Reproduce all of the entries below word for word, leaving out the pictures.

Excerpts from point annotation data
— START —

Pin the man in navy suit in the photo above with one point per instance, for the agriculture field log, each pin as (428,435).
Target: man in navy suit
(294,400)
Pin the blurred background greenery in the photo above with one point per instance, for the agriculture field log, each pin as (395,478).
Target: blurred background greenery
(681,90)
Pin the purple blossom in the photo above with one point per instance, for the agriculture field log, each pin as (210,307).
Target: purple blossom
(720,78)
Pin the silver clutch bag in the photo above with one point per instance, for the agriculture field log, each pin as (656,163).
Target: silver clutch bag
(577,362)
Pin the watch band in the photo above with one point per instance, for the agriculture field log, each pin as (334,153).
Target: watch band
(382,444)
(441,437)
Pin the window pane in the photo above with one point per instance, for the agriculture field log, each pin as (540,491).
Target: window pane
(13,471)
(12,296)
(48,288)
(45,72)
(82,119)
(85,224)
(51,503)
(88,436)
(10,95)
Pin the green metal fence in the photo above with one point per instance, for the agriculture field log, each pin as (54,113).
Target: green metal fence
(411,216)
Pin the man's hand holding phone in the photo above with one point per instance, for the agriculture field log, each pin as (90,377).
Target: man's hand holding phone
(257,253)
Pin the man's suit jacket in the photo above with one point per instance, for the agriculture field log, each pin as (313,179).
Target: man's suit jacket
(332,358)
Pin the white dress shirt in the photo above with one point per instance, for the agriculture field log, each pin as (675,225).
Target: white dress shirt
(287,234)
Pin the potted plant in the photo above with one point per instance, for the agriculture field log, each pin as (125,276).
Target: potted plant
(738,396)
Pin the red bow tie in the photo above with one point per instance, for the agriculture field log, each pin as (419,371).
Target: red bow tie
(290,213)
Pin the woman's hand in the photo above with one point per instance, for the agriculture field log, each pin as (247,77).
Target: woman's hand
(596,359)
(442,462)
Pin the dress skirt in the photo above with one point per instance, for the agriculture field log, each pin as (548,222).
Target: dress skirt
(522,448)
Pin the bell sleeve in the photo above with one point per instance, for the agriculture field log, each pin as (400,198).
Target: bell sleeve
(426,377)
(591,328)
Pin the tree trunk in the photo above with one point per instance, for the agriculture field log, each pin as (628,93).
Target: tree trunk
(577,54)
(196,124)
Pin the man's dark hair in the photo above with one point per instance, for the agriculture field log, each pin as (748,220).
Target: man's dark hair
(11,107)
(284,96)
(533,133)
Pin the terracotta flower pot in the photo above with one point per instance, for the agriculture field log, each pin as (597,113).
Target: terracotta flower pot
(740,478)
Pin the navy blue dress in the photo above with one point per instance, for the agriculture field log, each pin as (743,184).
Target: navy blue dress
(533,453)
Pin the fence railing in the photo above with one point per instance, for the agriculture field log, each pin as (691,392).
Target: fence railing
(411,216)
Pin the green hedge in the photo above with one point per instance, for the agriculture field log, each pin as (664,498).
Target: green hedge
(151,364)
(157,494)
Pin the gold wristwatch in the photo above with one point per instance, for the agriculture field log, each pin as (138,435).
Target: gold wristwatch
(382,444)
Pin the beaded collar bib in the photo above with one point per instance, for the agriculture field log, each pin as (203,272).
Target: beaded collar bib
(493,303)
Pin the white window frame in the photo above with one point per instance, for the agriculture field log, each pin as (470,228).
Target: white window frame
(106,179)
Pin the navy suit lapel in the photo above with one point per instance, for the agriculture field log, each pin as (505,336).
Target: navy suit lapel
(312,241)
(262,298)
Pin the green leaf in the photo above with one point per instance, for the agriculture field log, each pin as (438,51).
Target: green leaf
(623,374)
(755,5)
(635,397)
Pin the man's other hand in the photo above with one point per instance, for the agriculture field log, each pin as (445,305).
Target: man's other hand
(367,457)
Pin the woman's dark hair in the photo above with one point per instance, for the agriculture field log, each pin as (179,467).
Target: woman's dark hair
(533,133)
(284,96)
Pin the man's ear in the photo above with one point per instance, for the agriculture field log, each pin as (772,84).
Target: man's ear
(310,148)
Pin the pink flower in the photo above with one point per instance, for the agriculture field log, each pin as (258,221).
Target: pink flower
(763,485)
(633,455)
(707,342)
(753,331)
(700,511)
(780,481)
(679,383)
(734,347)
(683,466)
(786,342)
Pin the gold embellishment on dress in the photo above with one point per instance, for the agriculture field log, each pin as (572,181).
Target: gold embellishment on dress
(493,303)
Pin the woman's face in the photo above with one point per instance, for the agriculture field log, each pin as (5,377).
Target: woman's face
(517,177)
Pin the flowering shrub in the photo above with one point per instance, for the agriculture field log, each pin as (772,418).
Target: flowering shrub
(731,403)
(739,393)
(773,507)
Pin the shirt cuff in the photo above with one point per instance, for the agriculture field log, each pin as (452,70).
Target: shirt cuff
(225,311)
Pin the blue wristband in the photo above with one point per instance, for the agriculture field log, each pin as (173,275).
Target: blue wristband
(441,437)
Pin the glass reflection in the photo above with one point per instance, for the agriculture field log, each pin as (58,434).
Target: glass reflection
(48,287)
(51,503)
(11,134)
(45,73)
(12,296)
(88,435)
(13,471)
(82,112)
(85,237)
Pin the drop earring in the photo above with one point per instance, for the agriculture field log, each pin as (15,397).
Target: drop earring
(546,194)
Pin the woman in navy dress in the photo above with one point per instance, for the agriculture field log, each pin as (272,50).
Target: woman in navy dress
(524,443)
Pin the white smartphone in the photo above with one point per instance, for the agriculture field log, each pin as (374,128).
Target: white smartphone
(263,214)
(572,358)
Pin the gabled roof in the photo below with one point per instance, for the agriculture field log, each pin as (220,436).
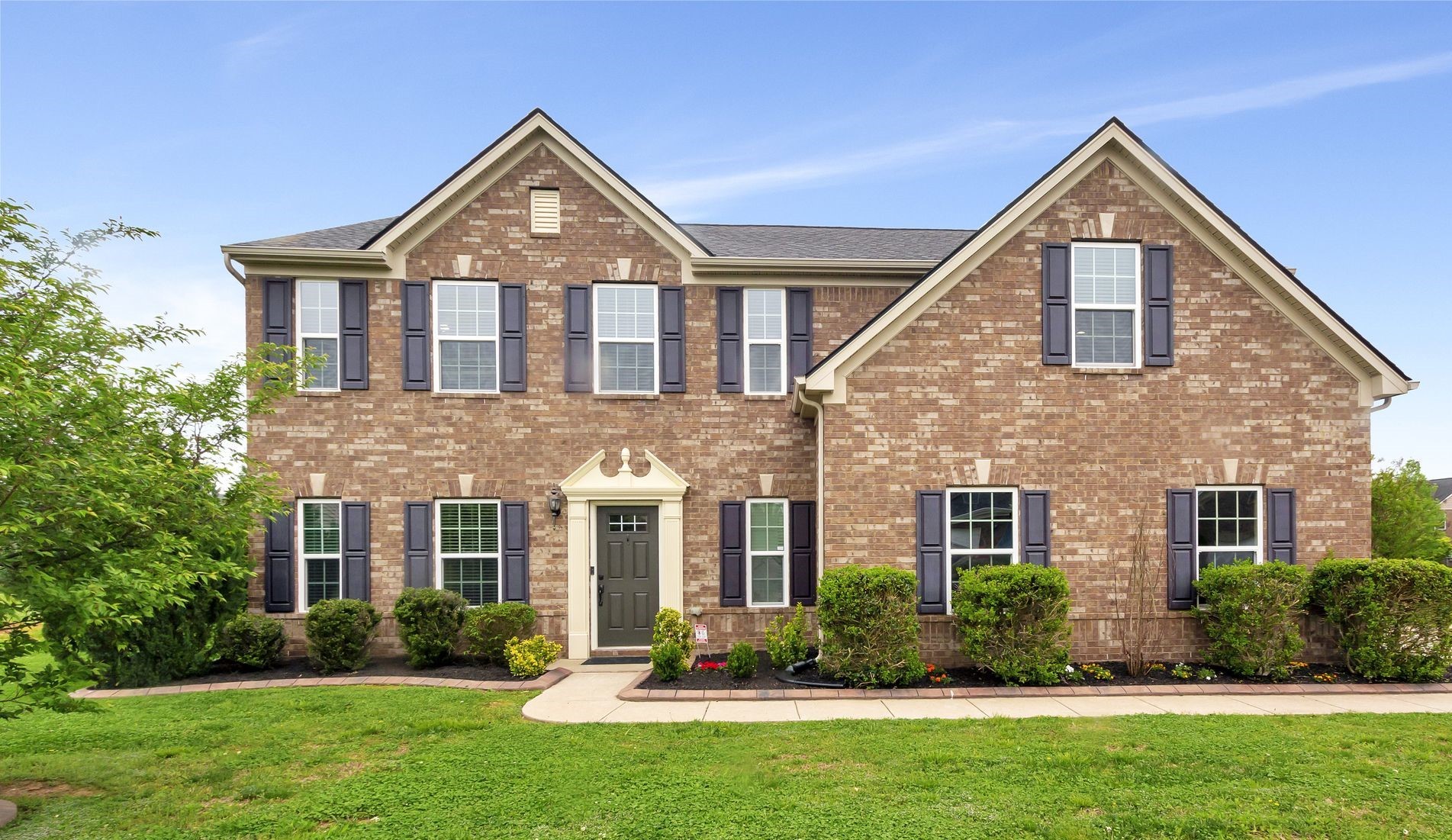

— END —

# [TASK RESPONSE]
Pin the man in navy suit in the photo above with one point per instance, for the agriculture field log, each pin as (428,435).
Target: man in navy suit
(294,400)
Pin the blurred background greenery in the photo above with one point per instance, for the agriculture field log, each pin as (395,478).
Target: blurred background greenery
(681,90)
Pin the purple blossom in the photo above with one point per instance, for the agriculture field log, each pin as (210,307).
Target: purple blossom
(720,78)
Pin the silver clutch bag in the photo above with one point per instance, for the agriculture field log, each pin as (656,163).
Target: silver clutch bag
(577,362)
Pin the watch band in the photo above with one point per instance, for the agriculture field log, each pin as (334,153).
Target: watch band
(382,444)
(441,437)
Pin the window pane in the photo above with one point per instance, for the agriculture field log, each pin as (540,491).
Target: window pane
(13,471)
(12,296)
(48,288)
(45,72)
(82,119)
(85,224)
(51,503)
(88,436)
(10,95)
Pin the green metal fence in the photo above with one point per instance, for the agriculture field log, each pin as (54,113).
Target: green metal fence
(411,216)
Pin the man's hand holding phone in the photo above with one point per instance, for the agriculture field log, each pin as (90,377).
Target: man's hand holding phone
(257,253)
Pin the man's suit jacket in the photo above with one point per instance, for the agriculture field log, each pin as (313,179).
Target: man's suit jacket
(332,358)
Pin the white dress shirt in the photo above with one point per instance, for the agriculture field log, each pin as (675,225).
Target: white dress shirt
(287,234)
Pin the potted plant in the photo above with one point per instance, for the agriculture field log, each pin as (125,276).
Target: potted plant
(738,396)
Pin the red bow tie in the photo above with one point per instance, for the agriculture field log, each pin as (419,371).
Target: red bow tie
(290,213)
Pin the woman's hand in the photo above with one point per instance, for the agriculture field log, each pin as (247,77).
Target: woman's hand
(596,359)
(442,462)
Pin the dress skirt in the photo above with one point per instance, for the agriculture field log, each pin as (548,222).
Target: dress skirt
(522,448)
Pin the bell sleeve in the photo above with one point per instance, for the agriculture field log, each pin as (400,198).
Target: bell sleeve
(426,377)
(591,328)
Pin the tree trunk in the photo above with one point per instance, for the agriculture field log, each pin as (628,93).
Target: tree trunk
(577,54)
(196,124)
Pin the man's dark hair in the photo above with one point per instance, for the agriculture field log, each pin as (748,220).
Target: man's dark hair
(11,107)
(284,96)
(533,133)
Pin the terracotta flower pot in the photo above with one point per instance, for the agriculture field log, each pin as (597,113).
Target: terracotta flower pot
(740,478)
Pin the navy blue dress in the photo above with one point per instance, for the agriculture field log, each pin as (743,184).
Target: navy blue dress
(533,453)
Pin the fence railing in the photo above with one point per instance, for the agriculture field log, each pin as (691,392).
Target: fence railing
(411,216)
Pin the green hedge in the photo above with one point per instance, for the agriculture field log, each pin as (664,498).
Target: green hedge
(151,364)
(157,494)
Pin the gold wristwatch in the photo above with one point per instance, for the agriculture field log, each pin as (138,435).
Target: gold wristwatch
(382,444)
Pin the beaded collar bib in the photo above with one point per instance, for the agriculture field log, each pin as (203,272).
Target: beaded collar bib
(493,303)
Pin the white window frame in the photo above with one point per instance, for the agriculture field log, each pin as (470,228).
Target: white window frame
(106,179)
Pin the navy suit lapel in the photo above with one point per instance, for the agriculture field log, each pin as (505,336).
Target: navy suit lapel
(312,241)
(262,298)
Pin the green leaf in the photo above with one point per instance, for the agriculture field log, each pin as (438,51).
Target: green leaf
(623,374)
(755,5)
(635,397)
Pin the man's other hand in the photo above with one point per instance, for the agriculture field log, each pin as (445,305).
Target: man's other hand
(367,457)
Pin the woman's dark hair in the photo above with one point per instance, for the agriculture field log, each pin as (179,467).
Target: woman's dark hair
(533,133)
(284,96)
Pin the man's ear in the photo above with one point per instance, for the agriculture field log, each pin as (772,84).
Target: man's ear
(310,148)
Pin the pink flower in the photo above with one point per instance, for the agriculture field log, each pin as (258,221).
Target: pink flower
(763,485)
(633,455)
(707,342)
(753,331)
(700,511)
(780,481)
(679,383)
(734,347)
(683,466)
(786,342)
Pin the gold embellishment on dress in the photo above with one point per instance, for the agriculture field log, each pin as (572,181).
Target: gold embellishment on dress
(493,303)
Pin the woman's face in the photo above with one point per instance, for the agriculture field log, each pin as (5,377).
Target: woman's face
(517,177)
Pin the flowering shrub in the photo above with one point per instance, for the agriculture field log, each pin as (772,418).
Target: flowering shrub
(731,403)
(739,393)
(773,507)
Pin the shirt cuff in the photo above with one point per instance, for the agriculture field log, each pin as (452,70).
Target: shirt cuff
(225,311)
Pin the blue wristband in the photo above with one point per instance, for the agriculture field log, each pin as (173,275).
Target: blue wristband
(441,437)
Pin the glass reflection in the photo above with one point per instance, for the agriculture field log, each pin as (58,434).
Target: glass reflection
(48,287)
(51,503)
(11,134)
(45,73)
(12,296)
(88,435)
(13,471)
(82,112)
(85,237)
Pin the drop earring in the photo above with one point per instance, for the agriculture field log, each pin as (15,397).
Target: drop earring
(546,194)
Pin the woman in navy dress in the photo above with one point per instance, for the agriculture field log, each pin as (272,50).
Target: woman in navy dress
(524,443)
Pin the white smartphone in the photo above with one point per instance, for the agriculture field log, each pin as (374,128).
Target: white smartphone
(263,214)
(572,358)
Pin the gabled roof in the photo below with one point per instance, for the agriculture field log, each pin as (220,436).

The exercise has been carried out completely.